— Given problem —
Reproduce every one of the records below word for word, keeping each line and its order unchanged.

— The data —
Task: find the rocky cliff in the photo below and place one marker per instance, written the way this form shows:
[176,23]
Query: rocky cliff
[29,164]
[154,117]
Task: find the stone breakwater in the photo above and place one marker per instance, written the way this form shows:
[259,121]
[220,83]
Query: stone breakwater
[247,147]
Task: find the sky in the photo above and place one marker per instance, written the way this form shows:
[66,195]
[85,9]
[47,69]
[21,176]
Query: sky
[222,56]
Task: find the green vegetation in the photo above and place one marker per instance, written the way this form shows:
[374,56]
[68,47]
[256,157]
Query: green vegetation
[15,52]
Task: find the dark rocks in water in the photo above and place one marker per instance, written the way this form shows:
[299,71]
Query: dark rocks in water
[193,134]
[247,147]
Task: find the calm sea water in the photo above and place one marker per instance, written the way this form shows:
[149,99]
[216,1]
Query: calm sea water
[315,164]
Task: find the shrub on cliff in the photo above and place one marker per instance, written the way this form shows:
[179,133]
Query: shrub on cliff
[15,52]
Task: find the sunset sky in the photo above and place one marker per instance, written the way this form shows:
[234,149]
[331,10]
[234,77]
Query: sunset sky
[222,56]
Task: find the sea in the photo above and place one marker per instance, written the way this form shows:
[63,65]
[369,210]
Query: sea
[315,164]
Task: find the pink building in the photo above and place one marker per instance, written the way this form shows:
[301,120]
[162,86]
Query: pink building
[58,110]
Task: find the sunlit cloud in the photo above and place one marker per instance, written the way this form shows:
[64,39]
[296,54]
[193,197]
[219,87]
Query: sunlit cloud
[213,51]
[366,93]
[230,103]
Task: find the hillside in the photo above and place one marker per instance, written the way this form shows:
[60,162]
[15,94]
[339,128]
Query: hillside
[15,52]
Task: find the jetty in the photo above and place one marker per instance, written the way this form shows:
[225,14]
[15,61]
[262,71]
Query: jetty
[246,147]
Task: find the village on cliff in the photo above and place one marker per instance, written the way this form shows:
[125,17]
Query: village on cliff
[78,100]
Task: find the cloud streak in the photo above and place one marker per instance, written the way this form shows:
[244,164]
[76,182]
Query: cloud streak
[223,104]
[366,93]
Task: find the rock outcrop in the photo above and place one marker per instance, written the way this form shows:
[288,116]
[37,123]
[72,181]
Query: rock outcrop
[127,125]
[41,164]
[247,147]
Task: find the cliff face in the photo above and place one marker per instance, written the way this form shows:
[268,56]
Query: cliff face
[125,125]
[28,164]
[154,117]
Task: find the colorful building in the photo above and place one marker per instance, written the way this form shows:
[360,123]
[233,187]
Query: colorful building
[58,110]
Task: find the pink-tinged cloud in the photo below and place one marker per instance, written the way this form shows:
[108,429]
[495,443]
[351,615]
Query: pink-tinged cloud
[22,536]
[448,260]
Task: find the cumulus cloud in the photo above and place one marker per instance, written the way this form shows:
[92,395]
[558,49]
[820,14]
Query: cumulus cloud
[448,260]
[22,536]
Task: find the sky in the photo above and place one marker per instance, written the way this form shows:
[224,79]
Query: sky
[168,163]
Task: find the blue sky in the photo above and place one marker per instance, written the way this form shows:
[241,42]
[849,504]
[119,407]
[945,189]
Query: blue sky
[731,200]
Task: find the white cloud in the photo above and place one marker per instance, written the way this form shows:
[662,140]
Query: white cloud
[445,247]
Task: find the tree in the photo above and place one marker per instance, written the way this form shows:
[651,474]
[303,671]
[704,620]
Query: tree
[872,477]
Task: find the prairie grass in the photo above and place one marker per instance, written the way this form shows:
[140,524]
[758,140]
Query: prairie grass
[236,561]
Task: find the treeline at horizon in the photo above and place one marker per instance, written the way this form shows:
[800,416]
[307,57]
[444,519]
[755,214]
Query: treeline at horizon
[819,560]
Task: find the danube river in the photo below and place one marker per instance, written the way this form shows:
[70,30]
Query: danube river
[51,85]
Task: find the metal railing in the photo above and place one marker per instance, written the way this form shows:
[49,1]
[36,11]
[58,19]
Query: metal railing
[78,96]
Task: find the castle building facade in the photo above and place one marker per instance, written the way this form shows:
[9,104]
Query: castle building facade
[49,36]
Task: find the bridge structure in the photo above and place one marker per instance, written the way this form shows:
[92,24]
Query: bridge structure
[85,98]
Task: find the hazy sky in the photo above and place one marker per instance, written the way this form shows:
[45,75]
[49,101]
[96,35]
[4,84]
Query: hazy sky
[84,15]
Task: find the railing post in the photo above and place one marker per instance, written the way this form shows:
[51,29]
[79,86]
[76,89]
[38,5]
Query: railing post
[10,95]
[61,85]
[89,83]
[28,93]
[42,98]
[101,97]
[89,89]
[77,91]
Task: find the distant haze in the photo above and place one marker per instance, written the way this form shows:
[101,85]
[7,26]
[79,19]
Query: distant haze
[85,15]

— Final answer —
Task: find the rocky cliff in the photo below and place one marker per instance, written the way this form shows:
[176,23]
Query: rocky cliff
[29,164]
[154,117]
Task: find the stone breakwater in the photo above and place one marker per instance, written the way this form shows:
[259,121]
[220,83]
Query: stone breakwater
[247,147]
Task: find the sky in the photo above and place one marker per instance, written the way this form shows:
[66,195]
[85,9]
[47,69]
[21,176]
Query: sky
[222,56]
Task: find the green vegetation in the photo above and place one marker per instance, written the way this form shows:
[374,56]
[68,47]
[256,157]
Query: green vegetation
[15,52]
Task: find the dark rocks in water in the photo above and place one marker per instance, written the way this form shows:
[299,71]
Query: dark rocks in water
[193,134]
[247,147]
Task: find the calm sea water in the photo above and place one marker per instance, written the way this form shows:
[149,99]
[216,1]
Query: calm sea water
[315,164]
Task: find the shrub on cliff in the photo above and place one marker per instance, written the way this form shows:
[179,133]
Query: shrub on cliff
[15,52]
Task: find the sunset sky in the photo above and place one marker per instance, written the way this form shows:
[234,149]
[331,10]
[234,77]
Query: sunset sky
[222,56]
Task: find the sea in the photo above and place one marker per instance, written the way this form shows:
[63,65]
[369,210]
Query: sea
[315,164]
Task: find the pink building in the photo above and place one marker per instance, written the way this form shows:
[301,120]
[162,86]
Query: pink building
[58,110]
Task: find the sunlit cloud in the photo above and place one marker per instance, written the way this form shows:
[64,39]
[296,54]
[193,197]
[219,87]
Query: sunlit cloud
[213,51]
[366,93]
[230,103]
Task: find the hillside in the photo above and place one marker per instance, written the way this form shows:
[60,162]
[15,94]
[339,128]
Query: hillside
[15,52]
Task: find the jetty in the photo above and place one marker per instance, written the way this form shows:
[225,14]
[15,61]
[262,71]
Query: jetty
[246,147]
Task: find the village on cliff in the photo above and place one marker per instance, written the way this form shows:
[125,17]
Query: village on cliff
[78,100]
Task: find the cloud streak in the photo above and place one marker per instance, written the way this form shows:
[244,164]
[76,182]
Query: cloud streak
[223,104]
[366,93]
Task: find the rock outcrop in the photo above and place one marker per instance, written the way this form shows:
[288,116]
[37,123]
[72,181]
Query: rock outcrop
[127,125]
[41,164]
[247,147]
Task: find the cliff face in the photo above and place one marker per instance, written the way this form shows:
[268,56]
Query: cliff face
[125,125]
[28,164]
[154,117]
Task: find the colorful building in the photo above and place one marker per instance, written the way this form shows:
[360,123]
[233,187]
Query: colorful building
[58,110]
Task: find the pink-tinged cloud in the photo below and place one marker per instance, written the way this form shows:
[108,429]
[495,443]
[351,615]
Query: pink-tinged cloud
[22,536]
[448,260]
Task: find the cumulus cloud in the photo above and place one marker per instance, written the way this form shows:
[92,395]
[558,49]
[820,14]
Query: cumulus cloud
[448,260]
[22,536]
Task: find the sky in the photo above and place one marker per instance, written the way this form shows:
[224,79]
Query: sky
[168,163]
Task: find the blue sky in the photo above and place one marker per instance, written the way this form shows:
[241,42]
[849,504]
[119,407]
[945,189]
Query: blue sky
[731,200]
Task: find the white cloud in the photo above and place one marker per instance, written the way this form shows:
[662,140]
Query: white cloud
[445,247]
Task: find the tree in the photo above and place one marker per instance, written the way this form shows:
[651,474]
[303,671]
[704,620]
Query: tree
[872,477]
Task: find the prairie grass in the photo above and place one marker per instance, written the way this form shows:
[140,524]
[758,140]
Query: prairie grass
[236,561]
Task: find the treeline at horizon in the photo above and place one marker per instance, written the way this form shows:
[800,416]
[307,57]
[444,519]
[755,214]
Query: treeline at horizon
[819,560]
Task: find the danube river in the photo below and place one marker per instance, written the way this form shows:
[70,30]
Query: danube river
[51,85]
Task: find the metal railing in the photo above and place one marker per instance, written the way this form shows:
[49,1]
[36,11]
[58,19]
Query: metal railing
[78,96]
Task: find the castle building facade in the photo above and place one marker per instance, written the way this form shows:
[9,104]
Query: castle building facade
[49,36]
Task: find the bridge structure in the photo above and place one marker per instance, written the way this form shows:
[92,24]
Query: bridge structure
[85,98]
Task: find the hazy sky in the photo above and place one marker per instance, written the way this form shows:
[45,75]
[49,101]
[96,35]
[4,84]
Query: hazy sky
[84,15]
Task: find the railing post in the photo above and place one marker per instance, written the way this form shows:
[51,29]
[79,86]
[76,89]
[38,5]
Query: railing post
[10,95]
[61,85]
[89,83]
[28,93]
[42,98]
[101,97]
[89,89]
[77,91]
Task: find the distant haze in the photo above and place one marker per instance, written the way this form shows:
[101,85]
[7,26]
[79,19]
Query: distant haze
[85,15]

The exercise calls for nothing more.